All of the data is to be printed again exactly as it appears.

# # # # # # #

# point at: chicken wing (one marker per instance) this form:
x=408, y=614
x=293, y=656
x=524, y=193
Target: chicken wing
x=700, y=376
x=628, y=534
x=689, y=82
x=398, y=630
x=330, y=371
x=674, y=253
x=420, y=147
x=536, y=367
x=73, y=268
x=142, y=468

# # # # # # #

| WRITTEN ANSWER |
# point at: chicken wing (one marker per instance) this form:
x=408, y=614
x=293, y=656
x=524, y=193
Target: chicken wing
x=700, y=376
x=628, y=534
x=689, y=82
x=398, y=630
x=330, y=371
x=674, y=253
x=420, y=147
x=536, y=367
x=73, y=268
x=142, y=468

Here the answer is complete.